Given the circumstances, this was a “classic case” of res ipsa loquitur. The defendant could not explain how the mercury came to be in the ice cream; mercury contaminating ice cream is the kind of thing that generally does not occur without negligence and the “instrument or agency” (i.e. the ice cream) was under the control of the defendant.
Unilever sought to argue that the ice cream may have been contaminated by the criminal conduct of someone outside the company after the ice cream had left the factory. There was however no evidence to support that contention.
As a result, the principle of res ipsa loquitur justified inferring negligence on the part of Unilever. In addition, Mr Suthern’s claim based on s.74B of the Trade Practices Act also succeeded, and Unilever was liable to him.
Suthern v Unilever Australia Ltd [2007] ACTSC 81
Now, Voyager
The sometimes-confusing concept of contributory negligence has been clarified to some extent by a recent decision of the NSW Court of Appeal.
The case involved one of several claims arising out of the 1964 collision between HMAS Voyager and HMAS Melbourne. Mr Ackland claimed for psychiatric injury, which he alleged was attributable to the collision. At trial, liability (for the collision) was admitted and the jury gave judgment for Mr Ackland.
At trial, Mr Ackland’s claim was that he suffered post-traumatic stress disorder, and that he had developed alcoholism and binge eating. The Commonwealth argued that had contributed to his damage, in part, because he had voluntarily indulged in food and alcohol. This issue was put to the jury as one of contributory negligence. The jury were directed to consider that issue, and assessed Mr Ackland’s “contributory negligence” at 50%.
Mr Ackland challenged the verdict, as the Commonwealth’s pleaded defence was mitigation and remoteness, yet the case put to the jury was contributory negligence.

[Excerpted records]
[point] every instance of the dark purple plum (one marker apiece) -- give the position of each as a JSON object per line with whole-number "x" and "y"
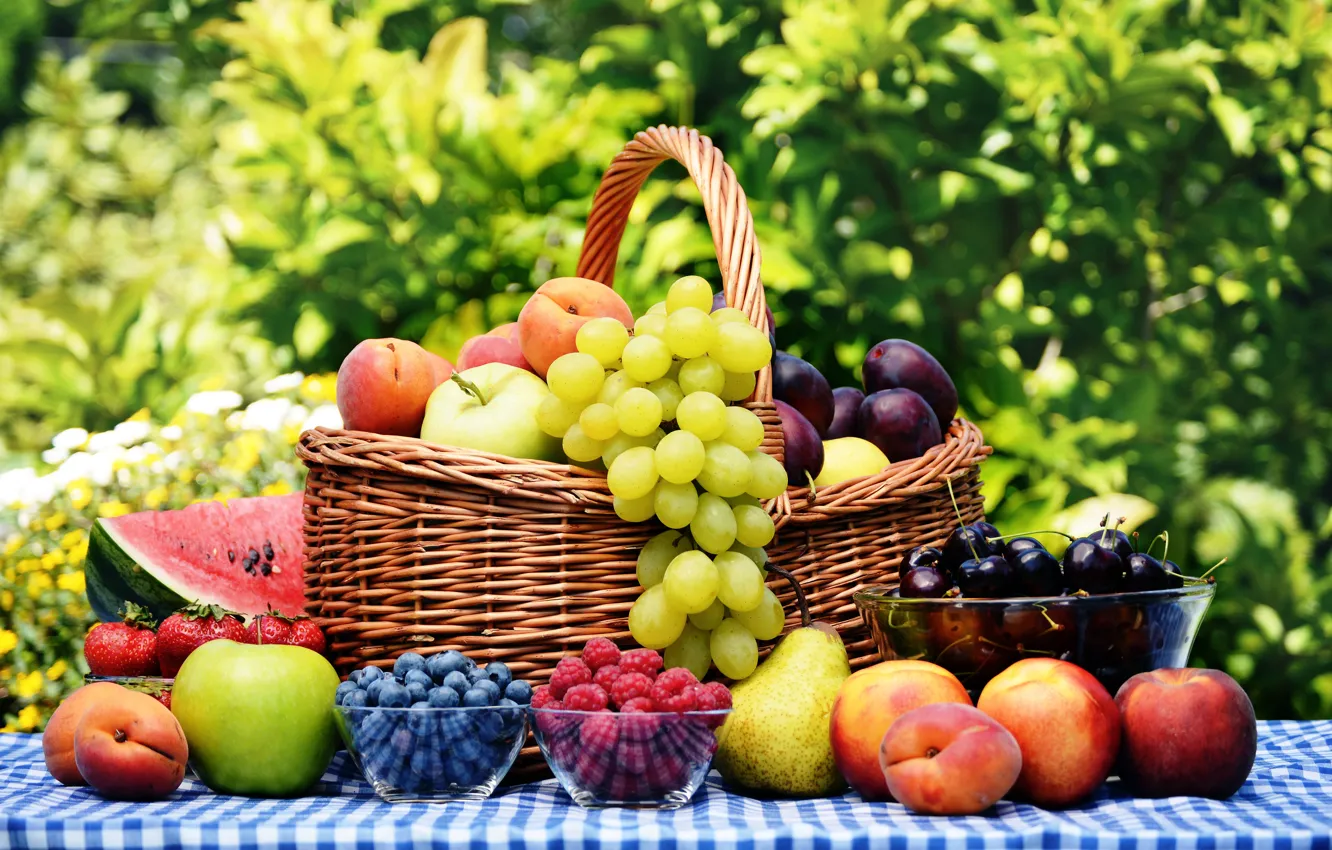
{"x": 846, "y": 403}
{"x": 1092, "y": 568}
{"x": 801, "y": 385}
{"x": 895, "y": 364}
{"x": 801, "y": 445}
{"x": 925, "y": 582}
{"x": 899, "y": 423}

[Exercise requirements]
a. Retype the passage of the negligence case notes starting with "Unilever sought to" and going on through "support that contention.".
b. Using the negligence case notes, answer yes or no for each statement and quote the words that decide it: (i) Unilever claimed someone outside the company may have contaminated the ice cream after it left the factory. (ii) The jury put Mr Ackland's contributory negligence at 25%. (iii) At trial, liability for the collision was denied.
c. Write what comes next in the negligence case notes, picking up after their final sentence.

[Answers for this exercise]
a.
Unilever sought to argue that the ice cream may have been contaminated by the criminal conduct of someone outside the company after the ice cream had left the factory. There was however no evidence to support that contention.

b.
(i) Yes: "Unilever sought to argue that the ice cream may have been contaminated by the criminal conduct of someone outside the company after the ice cream had left the factory."
(ii) No: "assessed Mr Ackland’s “contributory negligence” at 50%"
(iii) No: "liability (for the collision) was admitted"

c.
The majority in the Court of Appeal found that the trial did not miscarry because the jury were directed to consider contributory negligence even though it was not pleaded. However, the trial judge had erred in concluding that the respondent was entitled to invoke the contributory negligence provisions of the Law Reform (Miscellaneous Provisions) Act 1965; as those provisions were not in force at the time of the injury.
Had contributory negligence been put to the jury in accordance with the common law, and had the jury found Mr Ackland guilty of contributory negligence on that basis, the jury’s verdict would have been different. As a result, he should not have been held to a verdict based on his contributory negligence under the Act. The verdict that was delivered resulted in a miscarriage of justice.
In any event, Mr Ackland was entitled to argue that the issues surrounding the food and alcohol consumption were matters of mitigation only, not matters of contributory negligence.
Justice Ipp noted that the concept of mitigation of damage was different in principle to contributory negligence. Mitigation is concerned with whether a plaintiff has taken all reasonable steps to mitigate loss. Contributory negligence is determined by blameworthiness and causal potency.
In this case, the erroneous direction to the jury had prevented Mr Ackland from pursuing those arguments, and as a result, a retrial was ordered.
Ackland v Commonwealth of Australia [2007] NSWCA 250
Employment agency shot down
A rather rare case concerning the liability of an employment agency for a crime committed by one of its candidates has had its sequel in the NSW Court of Appeal.
Mr Monie was a grazier. In 1993, he sought assistance from the Commonwealth Employment Service to fill a job vacancy on his farm. The CES referred Winsor, a person who had expressed interest in the job. Mr Monie conducted a brief interview and then hired Winsor, and invited Winsor and his wife to move into a cottage on the property.
About three months after Winsor commenced work, Mr Monie was alone in the homestead. Winsor approached the homestead and shot Mr Monie four times, resulting in serious injuries to him and consequent losses to the family farming business.
Although Mr Monie discovered, after hiring him, that Winsor had been in jail for “assault”, he was unaware that he had been convicted of offences including assault occasioning actual bodily harm. Indeed, in the four years leading up to his release, Winsor had spent around two years in custody. His criminal history included 41 convictions for offences ranging from breaking, entering and stealing, to obtaining benefit by deception.
At the time of referring Winsor, the CES knew he was an ex-offender, but did not seek his consent to inform Mr Monie about his criminal history; nor did the CES reveal that criminal history.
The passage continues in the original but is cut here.